# start of Dataset content

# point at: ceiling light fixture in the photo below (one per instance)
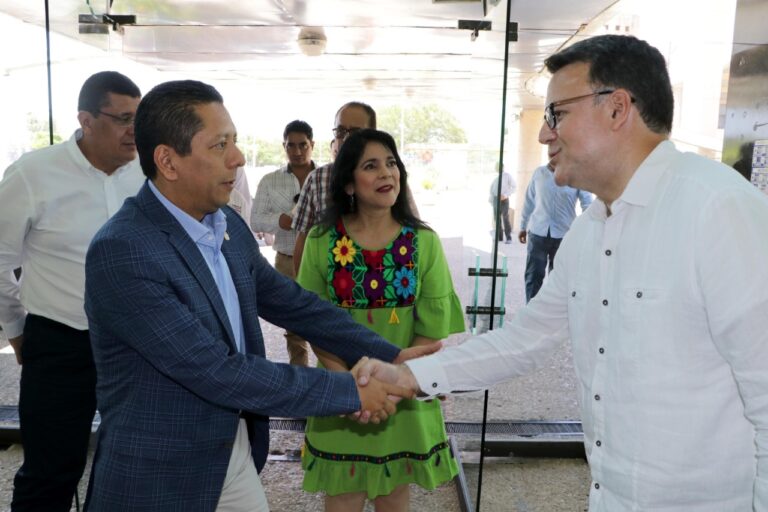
(312, 41)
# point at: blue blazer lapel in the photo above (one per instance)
(235, 251)
(189, 254)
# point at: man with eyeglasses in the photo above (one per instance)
(52, 202)
(350, 117)
(276, 197)
(660, 287)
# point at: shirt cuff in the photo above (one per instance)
(430, 376)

# end of Dataset content

• **Exercise**
Please rewrite all of the data above, swapping each "photo" for "image" and keeping everything else unchanged. Leave the pictures out of your answer.

• **Response**
# point at: ceiling light fixture in the image below (one per instance)
(312, 41)
# point at: blue blazer lapel in the image above (one per instance)
(235, 251)
(189, 254)
# point at: man with eyeglasses in the image above (one per instance)
(52, 202)
(350, 117)
(276, 197)
(660, 287)
# point at: shirt cuff in the image above (one per instance)
(430, 376)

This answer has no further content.